> [Task prompt]
Below is a block of records; repeat each one exactly.

(Dataset records)
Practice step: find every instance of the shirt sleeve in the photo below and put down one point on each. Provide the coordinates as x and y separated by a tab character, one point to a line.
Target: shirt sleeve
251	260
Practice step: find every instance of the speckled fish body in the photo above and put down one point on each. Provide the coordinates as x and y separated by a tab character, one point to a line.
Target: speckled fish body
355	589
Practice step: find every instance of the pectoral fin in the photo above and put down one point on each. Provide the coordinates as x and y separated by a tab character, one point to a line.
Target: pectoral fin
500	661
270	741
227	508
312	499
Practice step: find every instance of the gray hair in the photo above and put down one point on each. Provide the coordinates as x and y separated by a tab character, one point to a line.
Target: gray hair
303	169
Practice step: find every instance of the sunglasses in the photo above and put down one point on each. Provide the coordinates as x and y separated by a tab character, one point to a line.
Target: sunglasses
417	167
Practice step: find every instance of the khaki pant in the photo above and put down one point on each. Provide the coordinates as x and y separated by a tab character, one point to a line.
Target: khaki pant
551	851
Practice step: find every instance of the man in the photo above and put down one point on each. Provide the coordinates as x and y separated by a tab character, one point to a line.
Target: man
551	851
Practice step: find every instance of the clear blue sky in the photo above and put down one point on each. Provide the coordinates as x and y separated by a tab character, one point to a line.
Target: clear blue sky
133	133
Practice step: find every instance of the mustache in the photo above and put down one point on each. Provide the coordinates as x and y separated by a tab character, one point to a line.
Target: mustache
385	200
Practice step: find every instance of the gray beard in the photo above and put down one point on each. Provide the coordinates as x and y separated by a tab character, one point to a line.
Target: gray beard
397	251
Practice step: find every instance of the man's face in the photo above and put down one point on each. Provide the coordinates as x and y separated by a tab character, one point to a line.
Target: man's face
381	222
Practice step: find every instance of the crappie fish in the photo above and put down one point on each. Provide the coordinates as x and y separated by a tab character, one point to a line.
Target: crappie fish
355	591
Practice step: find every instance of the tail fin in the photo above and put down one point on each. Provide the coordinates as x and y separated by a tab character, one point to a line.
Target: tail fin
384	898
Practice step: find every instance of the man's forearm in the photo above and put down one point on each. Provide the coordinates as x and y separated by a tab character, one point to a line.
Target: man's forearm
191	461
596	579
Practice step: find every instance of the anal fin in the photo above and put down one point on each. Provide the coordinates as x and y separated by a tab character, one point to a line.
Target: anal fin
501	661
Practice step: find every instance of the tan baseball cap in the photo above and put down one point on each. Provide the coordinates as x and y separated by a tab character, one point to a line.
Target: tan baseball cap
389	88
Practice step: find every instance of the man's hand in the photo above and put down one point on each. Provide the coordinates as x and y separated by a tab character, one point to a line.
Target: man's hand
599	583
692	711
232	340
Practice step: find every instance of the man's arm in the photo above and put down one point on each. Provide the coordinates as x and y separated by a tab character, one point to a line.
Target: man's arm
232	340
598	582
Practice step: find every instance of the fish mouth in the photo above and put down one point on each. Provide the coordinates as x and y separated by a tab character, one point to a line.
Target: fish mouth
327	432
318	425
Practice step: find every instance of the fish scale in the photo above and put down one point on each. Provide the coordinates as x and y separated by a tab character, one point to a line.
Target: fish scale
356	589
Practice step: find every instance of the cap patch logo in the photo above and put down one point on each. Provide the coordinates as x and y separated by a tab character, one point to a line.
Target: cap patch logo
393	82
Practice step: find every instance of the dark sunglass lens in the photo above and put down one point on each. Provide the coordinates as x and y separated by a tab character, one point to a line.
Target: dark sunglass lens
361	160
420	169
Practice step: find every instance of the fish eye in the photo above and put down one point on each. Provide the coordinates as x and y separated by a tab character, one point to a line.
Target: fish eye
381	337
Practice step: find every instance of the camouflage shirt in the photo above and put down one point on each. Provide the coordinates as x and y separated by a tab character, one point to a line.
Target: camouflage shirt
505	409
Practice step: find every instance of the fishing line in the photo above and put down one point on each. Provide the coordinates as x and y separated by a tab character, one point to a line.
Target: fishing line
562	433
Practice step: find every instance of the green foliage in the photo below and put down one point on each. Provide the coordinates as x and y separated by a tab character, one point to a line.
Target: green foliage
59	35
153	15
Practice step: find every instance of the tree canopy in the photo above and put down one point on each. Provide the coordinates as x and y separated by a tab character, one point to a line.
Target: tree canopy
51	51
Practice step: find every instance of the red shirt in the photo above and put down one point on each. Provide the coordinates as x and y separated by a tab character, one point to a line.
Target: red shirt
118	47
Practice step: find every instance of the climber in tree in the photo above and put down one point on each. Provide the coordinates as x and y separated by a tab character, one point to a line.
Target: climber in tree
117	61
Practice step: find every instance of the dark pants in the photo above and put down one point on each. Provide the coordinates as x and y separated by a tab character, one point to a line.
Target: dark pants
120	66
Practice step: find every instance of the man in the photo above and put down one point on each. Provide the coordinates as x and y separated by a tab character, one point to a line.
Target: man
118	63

> [Solution to this exercise]
Practice step: find every instance of the shirt sleeve in the photo below and put down one point on each. Provide the coordinates as x and y separated by a tab character, one point to a line.
Target: shirt sleeve
251	260
Practice step: find every instance of the speckled fish body in the photo above and put down one point on each. Provide the coordinates as x and y separated by a tab character, one point to a line.
Target: speckled fish body
355	589
Practice step: find every instance of the pectoral fin in the photo above and put down one point on each. Provide the coordinates as x and y separated by a tab character, one point to a line.
Target: pectoral fin
500	661
270	741
227	508
312	499
Practice step: find every instance of the gray hair in the photo above and put down one point on each. Provide the coordinates as x and y separated by a tab character, one point to a line.
Target: gray hair
303	169
Practice step: find every instance of the sunglasses in the photo above and put down one point on each. Provide the coordinates as x and y separated by a tab character, one point to a line.
Target: sunglasses
417	167
Practice step: find every instance of the khaki pant in the photo above and put down one point on each. Provide the coordinates as x and y separated by a tab character, one point to a line.
Target: khaki pant
551	851
Practice step: find every instance of the man in the photo above and put down one point on each. Provide the coordinates as x and y separated by a tab character, one point to a line.
Target: man
551	851
Practice step: find every instance of the clear blue sky in the photo above and put down one point on each. Provide the coordinates as x and y separated by a tab character, one point to a line.
Target: clear blue sky
133	133
Practice step: find every instance of the mustache in the photo above and put down one point on each. Provide the coordinates as x and y separated by a tab character, one point to a line.
Target: mustache
385	200
Practice step: find every instance of the gray beard in the photo above and put down one point on each. Provide the coordinates as x and y separated by a tab character, one point to a line.
Target: gray beard
397	251
Practice step: find every instance of the man's face in the photo above and put down one point on each. Provide the coordinates as x and y separated by a tab character, one point to a line.
Target: man's face
381	222
Practice step: find every instance of the crappie fish in the photo above and put down one point on each. Provide the coordinates as x and y separated by a tab character, one point to a line.
Target: crappie fish
355	591
Practice step: find every instance of the tail fin in the photo above and put down one point on each. Provide the coordinates as x and y separated by a tab character, one point to a line.
Target: tail fin
384	898
Practice step: find every instance of the man's forearm in the photo above and put down one point on each. Provide the coordinates as x and y separated by a tab character, one point to a line.
Target: man's forearm
191	461
596	579
Practice step: find every instance of the anal fin in the photo above and put down one point on each. Provide the coordinates as x and y separated by a tab character, one point to a line.
Target: anal fin
501	661
Practice step: find every instance of the tan baseball cap in the photo above and put down one point on each. Provide the coordinates as x and y separated by a tab character, one point to a line.
Target: tan baseball cap
389	88
Practice step: find every instance of the man's hand in the photo above and put down one point on each. Provide the coordinates as x and y separated by a tab character, one point to a line.
Target: man's hand
599	583
692	711
232	340
Practice step: find every instance of the man's arm in the photo above and put down one point on each. Provide the coordinates as x and y separated by a tab character, one point to a line.
Target: man's arm
232	340
598	582
Practice step: find every instance of the fish mouth in the photo above and put down one point on each. Provide the coordinates as x and y separated by a tab character, one point to a line.
Target: fish mouth
327	432
318	425
Practice step: find every instance of the fish scale in the photo above and put down one point on each. Provide the coordinates as x and y separated by a tab character, one point to a line.
Target: fish scale
356	589
Practice step: find every instance of the cap patch logo in the photo above and put down one point on each. Provide the coordinates as x and y separated by a tab character, one point to a line.
Target: cap patch logo
393	82
Practice step: find every instance of the dark sunglass lens in the photo above and put down one point on each. Provide the coordinates as x and y separated by a tab character, one point to a line.
Target: dark sunglass lens
361	160
420	169
Practice step: find every instance of the fish eye in the photo above and put down one point on each. Provide the coordinates as x and y separated by a tab character, one point to a line.
Target: fish eye
381	337
Practice step: find every instance of the camouflage shirt in the photo above and put down one point on each. Provide the coordinates as x and y separated by a tab character, one point to a line.
Target: camouflage shirt
505	409
Practice step: find every instance of the fishing line in the photo above and put down one point on each. Provide the coordinates as x and y separated by a tab character, one point to a line.
Target: fishing line
562	433
Practice step: find every instance of the green foliage in the photo below and put down one point on each. Provide the coordinates as x and y separated by a tab character, one point to a line.
Target: green foliage
59	35
153	15
Practice step: find every instance of the tree canopy in the photo above and put down one point on each. Provide the coordinates as x and y separated by a tab character, one point to a line.
Target: tree canopy
51	51
Practice step: find every instance of the red shirt in the photo above and put down one point on each. Provide the coordinates as x and y separated by a tab character, one point to a line.
Target: red shirt
118	47
Practice step: find every instance of the climber in tree in the photo above and put down one point on each. Provide the coordinates as x and y separated by a tab character, one point to a line.
Target: climber in tree
117	61
Practice step: find every instance of the dark pants in the photo above and put down one point on each. Provide the coordinates as x and y separated by a tab character, one point to a line.
Target: dark pants
120	66
Practice step: find every instance of the man in the photo above and put down one point on each. Provide the coordinates as x and y separated by a tab character, one point to a line.
Target: man
118	63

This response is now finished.